• _AIM_
Find every line in the items below that contains the string "brick", and copy each of those lines.

• _DATA_
>> Begin

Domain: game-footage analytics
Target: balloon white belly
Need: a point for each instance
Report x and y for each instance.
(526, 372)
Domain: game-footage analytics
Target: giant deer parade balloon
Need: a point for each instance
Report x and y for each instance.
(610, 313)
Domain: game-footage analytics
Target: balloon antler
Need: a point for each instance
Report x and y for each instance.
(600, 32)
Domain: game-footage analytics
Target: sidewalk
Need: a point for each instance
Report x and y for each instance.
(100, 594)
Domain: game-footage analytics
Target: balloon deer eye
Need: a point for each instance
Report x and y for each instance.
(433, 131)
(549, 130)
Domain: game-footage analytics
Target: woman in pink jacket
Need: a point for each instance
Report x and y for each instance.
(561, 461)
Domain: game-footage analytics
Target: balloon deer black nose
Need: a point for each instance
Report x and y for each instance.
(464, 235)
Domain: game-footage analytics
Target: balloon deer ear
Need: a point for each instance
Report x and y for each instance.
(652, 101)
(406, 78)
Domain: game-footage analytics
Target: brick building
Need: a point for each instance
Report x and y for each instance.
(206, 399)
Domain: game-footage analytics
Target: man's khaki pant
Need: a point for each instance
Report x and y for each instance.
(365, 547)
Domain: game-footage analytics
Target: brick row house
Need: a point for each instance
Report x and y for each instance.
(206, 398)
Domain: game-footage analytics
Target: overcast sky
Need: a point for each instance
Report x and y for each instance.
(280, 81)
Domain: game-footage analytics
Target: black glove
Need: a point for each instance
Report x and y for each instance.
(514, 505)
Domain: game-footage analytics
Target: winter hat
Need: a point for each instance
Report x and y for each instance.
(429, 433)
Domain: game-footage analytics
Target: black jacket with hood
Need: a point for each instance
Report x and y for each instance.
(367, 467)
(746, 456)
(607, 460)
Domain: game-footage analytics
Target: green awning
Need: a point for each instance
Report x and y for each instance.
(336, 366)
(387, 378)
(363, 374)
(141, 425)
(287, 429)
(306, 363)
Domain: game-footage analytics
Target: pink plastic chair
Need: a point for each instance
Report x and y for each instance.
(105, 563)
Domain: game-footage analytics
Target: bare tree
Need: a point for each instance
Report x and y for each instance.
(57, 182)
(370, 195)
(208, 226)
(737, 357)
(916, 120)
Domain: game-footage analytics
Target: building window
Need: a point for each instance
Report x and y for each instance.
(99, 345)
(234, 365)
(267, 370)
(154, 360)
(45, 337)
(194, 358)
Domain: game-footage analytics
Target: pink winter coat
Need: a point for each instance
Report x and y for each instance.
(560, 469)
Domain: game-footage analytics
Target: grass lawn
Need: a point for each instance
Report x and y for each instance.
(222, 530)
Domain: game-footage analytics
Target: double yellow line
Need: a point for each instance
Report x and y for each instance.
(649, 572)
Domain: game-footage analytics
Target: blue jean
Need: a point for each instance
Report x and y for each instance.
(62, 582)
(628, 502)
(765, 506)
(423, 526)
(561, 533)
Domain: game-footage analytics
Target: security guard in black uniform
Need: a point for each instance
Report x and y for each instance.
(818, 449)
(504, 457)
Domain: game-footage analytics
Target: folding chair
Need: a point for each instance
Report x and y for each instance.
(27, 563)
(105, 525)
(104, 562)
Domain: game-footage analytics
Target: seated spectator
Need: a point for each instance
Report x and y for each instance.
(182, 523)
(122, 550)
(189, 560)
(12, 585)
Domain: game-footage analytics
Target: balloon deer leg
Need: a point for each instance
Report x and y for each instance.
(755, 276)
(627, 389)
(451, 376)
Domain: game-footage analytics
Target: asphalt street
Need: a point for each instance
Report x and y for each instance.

>> End

• _TASK SOLUTION_
Target: brick building
Target: brick row house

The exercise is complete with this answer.